**Work required**. Print exactly the lines from the one containing "Practice step: find every instance of the woman" through the last line of the listing, both included.

**Stored items**.
━━━━

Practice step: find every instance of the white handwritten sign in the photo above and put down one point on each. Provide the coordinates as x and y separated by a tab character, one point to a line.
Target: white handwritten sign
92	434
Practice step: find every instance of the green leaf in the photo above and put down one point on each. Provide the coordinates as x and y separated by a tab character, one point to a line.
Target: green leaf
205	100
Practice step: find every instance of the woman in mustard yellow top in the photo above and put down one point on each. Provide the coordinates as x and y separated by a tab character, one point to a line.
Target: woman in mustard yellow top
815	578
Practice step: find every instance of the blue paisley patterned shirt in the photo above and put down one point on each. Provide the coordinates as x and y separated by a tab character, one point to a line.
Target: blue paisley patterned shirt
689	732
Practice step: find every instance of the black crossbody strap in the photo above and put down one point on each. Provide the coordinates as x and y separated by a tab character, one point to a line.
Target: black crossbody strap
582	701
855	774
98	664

━━━━

**Solution to this exercise**.
Practice step: find every instance of the woman in mustard yellow top in the photo above and put down one point on each. Provide the coordinates as x and y separated by a tab character, one point to a line.
Target: woman in mustard yellow top
815	578
Practice step: find every instance of the blue paisley patterned shirt in the photo above and put down one point on each. Provide the coordinates as x and y separated by a tab character, one point to a line.
Target: blue paisley patterned shirt
689	732
Practice step: find every instance of the black crossbody strap in the photo above and put down one point on each. Provide the coordinates as x and y separated by a tab character, one point to a line.
Target: black crossbody strap
582	701
855	774
98	664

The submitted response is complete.